■ Assignment A: Copy the passage of the article on India's solar safeguard duty between "Imports of solar products" and "and Websol Energy.", inclusive.
■ Assignment B: For each statement, answer yes or no according to the article on India's solar safeguard duty, and quote the words that decide it. (i) Solar imports from Singapore and Taiwan are exempt from the duty. (ii) The complaint was filed on behalf of ten Indian manufacturers. (iii) The duty for the first year is 20%.
■ Assignment C: Pick up the article on India's solar safeguard duty after its final sentence and write what follows.
** Document section follows **
India levies safeguard duty on Chinese and Malaysian solar tech | Malaysia

India’s Ministry of Commerce, through the Directorate General of Trade Remedies (DGTR), has imposed a safeguard (SGD) on cells and modules imported from China and Malaysia for the next two years. DGTR, a recently created umbrella authority for trade matters under the Ministry of Commerce, has recommended a 25% SGD for the first year, followed by 20% on such imports for the first six months of the second year and 15% for the remaining half of the second year.


The proposal occurred after the findings of the safeguard investigation concerning the import of solar cells and modules into India, which was undertaken by the ministry. The investigation was conducted following a complaint filed by the Indian Solar Manufacturers Association (ISMA) on behalf of five Indian domestic manufacturers. In the complaint, the manufacturers alleged that despite the rapid expansion of the solar photovoltaic (PV) market in India their margins have remained stagnant because the developers are importing equipment from cheaper manufacturing locations like China and Malaysia.


Imports of solar products from other countries like Singapore and Taiwan will not attract SGD since they do not exceed 3% individually and 9% collectively of overall solar imports. The duty will not be imposed on the three solar cell and module manufacturers operating in the special economic zone (SEZ) area, namely, Adani Green Energy, Vikram Solar, and Websol Energy.


Safeguard duty is a temporary relief provided when imports of a product increase unexpectedly and threaten the existence of domestic players of similar products. In 2017, an application was filed by ISMA on behalf of five Indian manufacturers seeking implementation of a SGD to protect the domestic industry. Mundra Solar PV, Indosolar, Jupiter Solar Power, Websol Energy Systems, and Helios Photo Voltaic claimed that, due to surging imports of solar cells and modules, many domestic producers kept their production facilities idle, resulting in heavy losses which are crippling the domestic industry.

In 2015, India committed to the Paris Agreement whereby reduction of CO2 emissions by 33–35% from 2005 levels was targeted. In line with the commitment, the country established a target of achieving 100 gigawatts (GW) of solar power generation by the year 2022. This commitment pushed up the demand for solar power projects in India. This led to a huge increase in the demand for solar cells and modules within a short period of time and therefore fueled the surge in imports of this equipment.

As a result of the massive surge in imports at rock-bottom prices, the domestic industry is unable to sell its products despite the demand in the market. The demand has increased from 1,476 megawatts (MW) in FY2015 to 10,573MW in FY2018. During the same period the production of the domestic industry increased from 170MW to 842MW. Imports increased at a compound annual growth rate (CAGR) of 97.6% from 1,275MW at the end of FY2015 to 9,833MW at the end of FY2018.
** End of Document section **
** Extracted data follows **
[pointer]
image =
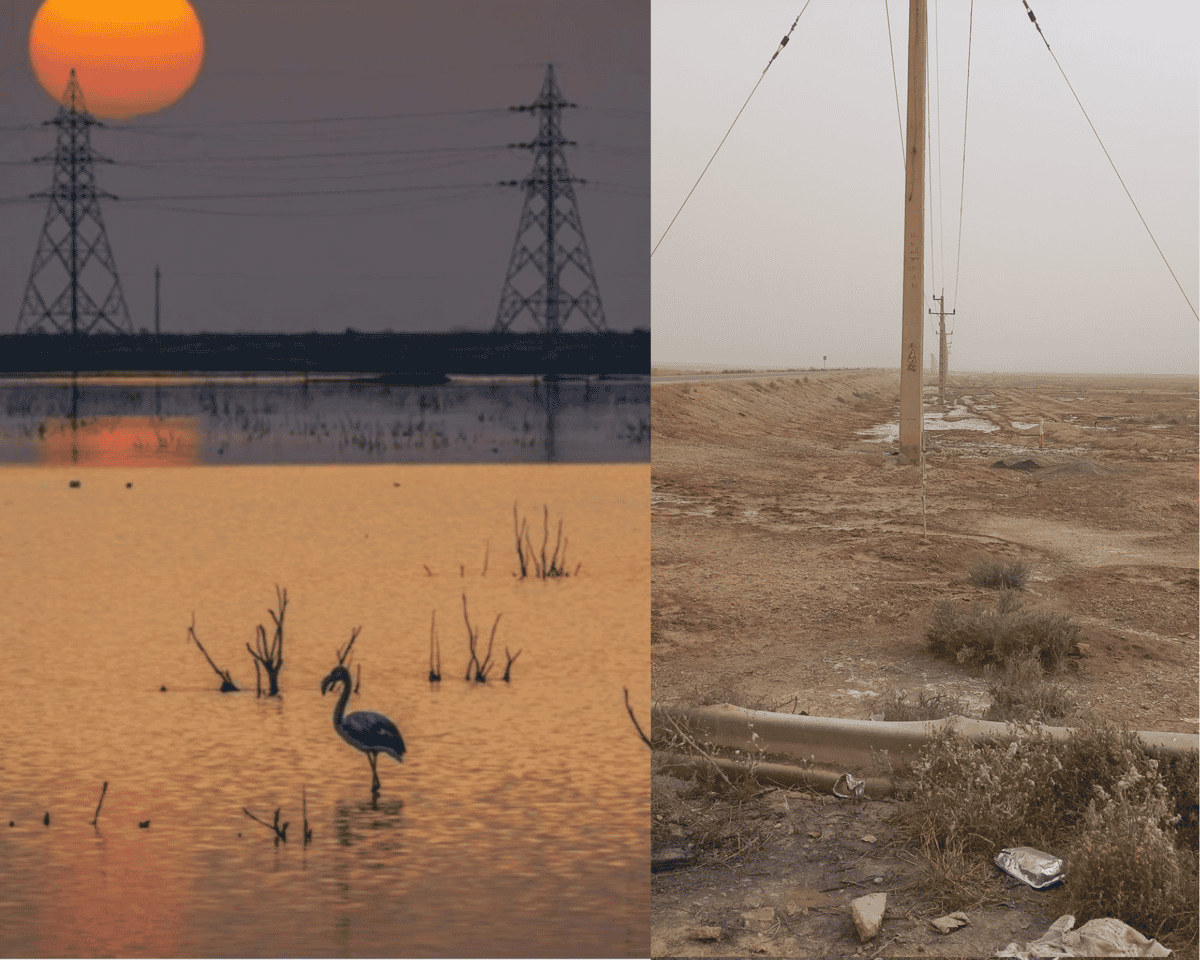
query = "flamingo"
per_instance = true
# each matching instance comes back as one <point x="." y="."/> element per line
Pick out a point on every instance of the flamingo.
<point x="364" y="730"/>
** End of Extracted data **
■ Written reply A:
Imports of solar products from other countries like Singapore and Taiwan will not attract SGD since they do not exceed 3% individually and 9% collectively of overall solar imports. The duty will not be imposed on the three solar cell and module manufacturers operating in the special economic zone (SEZ) area, namely, Adani Green Energy, Vikram Solar, and Websol Energy.

■ Written reply B:
(i) Yes: "Imports of solar products from other countries like Singapore and Taiwan will not attract SGD"
(ii) No: "on behalf of five Indian domestic manufacturers"
(iii) No: "has recommended a 25% SGD for the first year"

■ Written reply C:
Figure 1: Comparison – Domestic production & imports, solar components


The provision to Section 8B (1) of the Customs Tariff Act, 1975 states that the SGD shall not be imposed on any product originating from a developing country as long as the share of its imports does not exceed 3% of the total imports of that product. As a percentage of total imports of solar products into India, the imports from China and Malaysia individually account more than 3%. As a result, these products would be subjected to a levy of SGD.

With the intention of reducing greenhouse gas emissions, many countries have started focusing on renewable energy installations. In line with the growing demand for renewable energy components, China has massively increased its production capacity. The country more than doubled its production capacity of solar cells from 11.12GW in 2012 to 27.78GW in 2016. Similarly the production capacity of solar modules increased from 12.46GW to 35.47GW during the same period. The country has significantly increased exports of these items to other countries. Previously the destinations for these were the EU and the US. But after the imposition of trade remedy measures by the EU and the US, there has been a dynamic shift with India witnessing significant imports of Chinese products.


The anti-dumping and countervailing duties in the US with respect to Crystalline Silicon Photovoltaic (CSPV 1) came into effect in December 2012 and those for CSPV 2 in February 2015. In addition, in the EU, the remedy measures came into effect in December 2013. The immediate impact of these measures was not visible in the Indian solar PV market because, as per the Jawaharlal Nehru National Solar Mission (JNNSM), which is a key government scheme for promoting solar power, a separate category of domestic content requirements (DCR) was floated. This provided the assurance of a steady demand for the domestic manufacturers. However, in 2013, the US challenged the DCR category under JNNSM before the WTO Dispute Settlement Body and it was found that DCR was inconsistent under the rules set up by GATT. Hence, India had to withdraw the DCR category. Following the withdrawal, the industry witnessed a sudden spurt in imports of solar components, mainly driven by China.

With the major solar PV installations driven by imports from China, the SGD will impact the solar tariffs in India. The upcoming bids for solar PV plants are expected to witness higher bid tariffs, which ultimately will impact the target of 100GW of solar PV installations by 2022.